== Source data ==
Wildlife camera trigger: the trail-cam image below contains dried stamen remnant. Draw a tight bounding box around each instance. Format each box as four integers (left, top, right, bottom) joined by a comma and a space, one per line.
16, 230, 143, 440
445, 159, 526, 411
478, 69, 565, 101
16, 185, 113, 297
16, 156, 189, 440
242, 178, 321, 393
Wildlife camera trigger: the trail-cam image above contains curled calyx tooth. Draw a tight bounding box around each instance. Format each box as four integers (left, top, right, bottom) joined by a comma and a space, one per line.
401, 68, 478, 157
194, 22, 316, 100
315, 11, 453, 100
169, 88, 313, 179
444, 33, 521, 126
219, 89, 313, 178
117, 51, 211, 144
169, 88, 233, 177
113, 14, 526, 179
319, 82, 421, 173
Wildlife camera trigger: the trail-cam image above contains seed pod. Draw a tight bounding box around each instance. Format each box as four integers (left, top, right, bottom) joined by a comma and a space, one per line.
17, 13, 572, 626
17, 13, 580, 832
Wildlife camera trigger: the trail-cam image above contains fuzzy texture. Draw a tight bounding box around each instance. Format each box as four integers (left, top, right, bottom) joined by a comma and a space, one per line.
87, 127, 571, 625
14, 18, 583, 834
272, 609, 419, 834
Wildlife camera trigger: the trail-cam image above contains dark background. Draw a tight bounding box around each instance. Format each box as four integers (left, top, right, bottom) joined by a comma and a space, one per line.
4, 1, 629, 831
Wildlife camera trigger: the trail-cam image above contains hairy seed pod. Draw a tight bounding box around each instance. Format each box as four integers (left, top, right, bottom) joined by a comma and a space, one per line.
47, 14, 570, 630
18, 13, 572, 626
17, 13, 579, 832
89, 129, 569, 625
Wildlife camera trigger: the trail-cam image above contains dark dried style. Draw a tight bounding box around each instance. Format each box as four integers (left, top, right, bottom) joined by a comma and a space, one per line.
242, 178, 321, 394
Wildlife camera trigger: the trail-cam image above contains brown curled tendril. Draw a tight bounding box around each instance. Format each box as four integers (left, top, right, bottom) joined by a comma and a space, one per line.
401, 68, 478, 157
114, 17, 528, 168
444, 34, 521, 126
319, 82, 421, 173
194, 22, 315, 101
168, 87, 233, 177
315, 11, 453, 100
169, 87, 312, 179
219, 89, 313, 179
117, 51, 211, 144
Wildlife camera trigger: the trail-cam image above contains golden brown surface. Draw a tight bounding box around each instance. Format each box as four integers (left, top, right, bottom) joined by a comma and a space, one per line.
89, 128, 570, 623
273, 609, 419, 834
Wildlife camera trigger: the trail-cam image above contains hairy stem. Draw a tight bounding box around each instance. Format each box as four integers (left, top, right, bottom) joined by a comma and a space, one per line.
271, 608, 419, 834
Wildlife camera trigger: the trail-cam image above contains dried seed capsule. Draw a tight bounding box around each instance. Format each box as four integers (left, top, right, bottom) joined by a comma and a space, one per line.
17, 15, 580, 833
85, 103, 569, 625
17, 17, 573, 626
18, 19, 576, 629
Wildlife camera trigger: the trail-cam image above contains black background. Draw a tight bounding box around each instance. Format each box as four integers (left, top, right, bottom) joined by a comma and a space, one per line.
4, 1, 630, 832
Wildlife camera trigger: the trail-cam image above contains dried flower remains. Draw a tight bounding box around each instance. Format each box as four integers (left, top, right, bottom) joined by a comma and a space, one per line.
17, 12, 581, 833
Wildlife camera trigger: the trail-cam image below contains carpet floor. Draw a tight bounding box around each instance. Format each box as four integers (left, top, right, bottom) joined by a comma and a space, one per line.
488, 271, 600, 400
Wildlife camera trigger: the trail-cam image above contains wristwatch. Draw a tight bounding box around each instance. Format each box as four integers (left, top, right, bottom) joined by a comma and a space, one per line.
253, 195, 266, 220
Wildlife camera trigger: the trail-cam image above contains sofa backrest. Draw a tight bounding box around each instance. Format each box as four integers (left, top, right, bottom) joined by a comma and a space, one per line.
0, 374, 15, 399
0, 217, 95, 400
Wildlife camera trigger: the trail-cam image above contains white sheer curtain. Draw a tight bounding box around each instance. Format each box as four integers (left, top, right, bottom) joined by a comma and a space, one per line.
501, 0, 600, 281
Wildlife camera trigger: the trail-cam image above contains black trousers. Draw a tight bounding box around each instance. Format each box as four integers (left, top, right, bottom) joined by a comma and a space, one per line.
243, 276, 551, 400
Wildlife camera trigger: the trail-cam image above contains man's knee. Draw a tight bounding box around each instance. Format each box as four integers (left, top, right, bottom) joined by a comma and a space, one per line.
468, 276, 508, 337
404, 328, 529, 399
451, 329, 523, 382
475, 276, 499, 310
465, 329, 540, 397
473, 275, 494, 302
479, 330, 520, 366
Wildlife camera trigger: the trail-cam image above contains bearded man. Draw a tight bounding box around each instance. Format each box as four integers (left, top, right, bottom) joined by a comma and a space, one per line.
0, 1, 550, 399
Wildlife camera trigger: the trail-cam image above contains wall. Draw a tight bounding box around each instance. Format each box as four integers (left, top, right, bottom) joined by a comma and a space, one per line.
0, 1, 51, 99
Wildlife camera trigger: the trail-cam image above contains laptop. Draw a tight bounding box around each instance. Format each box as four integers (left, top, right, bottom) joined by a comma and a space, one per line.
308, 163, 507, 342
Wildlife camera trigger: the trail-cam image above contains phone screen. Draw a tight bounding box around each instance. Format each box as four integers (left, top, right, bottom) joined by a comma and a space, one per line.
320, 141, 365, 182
===
**Work task:** Reproduce the lines above. Leave each one as it is.

**Answer to the problem:**
Wildlife camera trigger: the trail-cam image below contains dried stamen remnant. Draw a tight bounding box around each instance. Format each box as four integers (left, top, right, bottom) joined by a comma and a space, one per line.
16, 230, 143, 440
445, 159, 526, 411
478, 69, 565, 101
16, 185, 113, 297
16, 156, 189, 440
242, 178, 321, 393
Wildlife camera trigger: the trail-cam image above contains curled calyx tooth. Draw a tight bounding box around each instance. Format each box as four integers (left, top, right, bottom) joined by a comma and a space, one per line.
401, 68, 478, 157
194, 22, 316, 100
315, 11, 453, 100
169, 88, 313, 179
444, 33, 521, 126
219, 89, 313, 178
117, 51, 211, 144
169, 88, 233, 177
113, 14, 526, 179
319, 82, 421, 173
Wildlife camera trigger: the trail-cam image above contains seed pod. Draw a tight bounding box around each instance. Format each box as four integers (left, top, right, bottom) joined by a comma and a space, one per line.
17, 13, 572, 626
17, 13, 580, 832
Wildlife camera trigger: the trail-cam image above contains fuzzy texture. Draw a tight bounding box around each instance. Format each box as four integers (left, top, right, bottom) joined by a comma and a space, one per line.
87, 127, 571, 625
14, 18, 583, 834
272, 609, 419, 834
Wildlife camera trigger: the trail-cam image above contains dark background. Draw a tight bounding box around each instance. Format each box as four integers (left, top, right, bottom) joined by a comma and a space, one per line.
4, 1, 629, 831
Wildlife camera trigger: the trail-cam image above contains hairy seed pod. Draw a tight bounding box around each instance. Format each box as four integers (left, top, right, bottom) joined by a comma and a space, one per line.
47, 14, 570, 630
18, 13, 572, 626
17, 13, 579, 832
89, 129, 569, 625
Wildlife camera trigger: the trail-cam image above contains dark dried style. Draw a tight bounding box around each instance. Format each box as four integers (left, top, right, bottom) joined by a comma and a space, one per line.
242, 178, 321, 394
Wildlife camera trigger: the trail-cam image above contains brown curled tendril. Draw a tight bounding box around each instance. Format each box as four integers (left, top, right, bottom) joined by a comma and a space, one per line.
401, 68, 478, 157
114, 17, 528, 168
444, 34, 521, 126
319, 82, 421, 173
194, 22, 315, 101
168, 87, 233, 177
315, 11, 453, 100
169, 87, 312, 179
219, 89, 313, 179
117, 51, 211, 144
Wildlife camera trigger: the trail-cam image above contains golden brown surface. Draw a tight bounding box around each instance. Format each box as four integers (left, top, right, bottom) joined by a comma and a space, one per line.
89, 128, 570, 623
273, 609, 419, 834
Wildlife camera trigger: the trail-cam image above contains hairy stem. Draw a tight bounding box around each instance. Format each box as four integers (left, top, right, bottom) joined by a comma and a space, one per line.
271, 608, 419, 834
Wildlife camera trigger: the trail-cam image above contains dried seed capsule. Draw a tight bounding box around each instance. Format each box as four integers (left, top, right, bottom) joined by a comma and a space, one per line.
17, 15, 580, 833
85, 103, 569, 625
17, 17, 573, 626
18, 19, 576, 629
Wildlife camera trigger: the trail-cam image above contains black background. Draw a tight bounding box around each instance. Format each box as four integers (left, top, right, bottom) joined by a comma and a space, one per line.
4, 1, 630, 832
Wildlife camera trigger: the trail-cam image above contains dried flower remains. Draw a tight bounding box around each instance. Format each box as four integers (left, top, right, bottom) joined by a comma and a space, one per line.
17, 12, 581, 833
Wildlife camera trigger: the trail-cam image below contains carpet floor. Draw a tight bounding box around each instance. Format each box as four integers (left, top, right, bottom) joined by a comma and a space, one per line.
488, 271, 600, 400
Wildlife camera trigger: the trail-cam image above contains wristwatch. Draw a tight bounding box around each instance. Format each box as four integers (left, top, right, bottom) joined by a comma and a space, one per line.
253, 195, 266, 220
Wildlife camera trigger: the trail-cam image above contains sofa backrest. Draw a tight bounding box around each instance. Format each box as four integers (left, top, right, bottom) joined by a comma and a space, one per line.
0, 374, 15, 399
0, 217, 95, 400
Wildlife camera trigger: the trail-cam image above contains white sheer curtain. Draw a tight bounding box around each instance. Format each box as four integers (left, top, right, bottom) joined by a comma and a space, one per line.
501, 0, 600, 281
Wildlife camera trigger: the trail-cam image above contains black trousers. Draw a tight bounding box around each instance. Format each box as four integers (left, top, right, bottom) joined by a comma and a space, one per line.
243, 276, 551, 400
Wildlife camera trigger: the trail-cam image above contains man's knee. Draw a tight bounding box around each instance. Format each box as four integers (left, top, right, bottom) joined by a comma and a space, one per line.
468, 276, 508, 337
404, 328, 529, 399
451, 329, 523, 382
475, 276, 499, 310
465, 329, 540, 397
473, 275, 494, 302
479, 330, 520, 366
Wildlife camera trigger: the trail-cam image above contains bearded man. Draw a tight bounding box around each instance. Format each box as four integers (left, top, right, bottom) joined by a comma and a space, one per line.
0, 1, 550, 399
Wildlife camera trigger: the trail-cam image above contains wall. Draw a tight bounding box around each instance. Format each box as four integers (left, top, right, bottom) joined by a comma and a space, one per line.
0, 1, 51, 99
Wildlife camera trigger: the trail-cam image above contains laptop. Draw a tight bounding box around each instance. Format each box as four integers (left, top, right, bottom) joined by a comma and a space, one per line.
308, 163, 507, 342
Wildlife camera trigger: the trail-cam image above contains phone screen. Draw a tight bounding box around each instance. Format each box as four integers (left, top, right, bottom) joined by a comma and a space, one per line.
320, 141, 365, 182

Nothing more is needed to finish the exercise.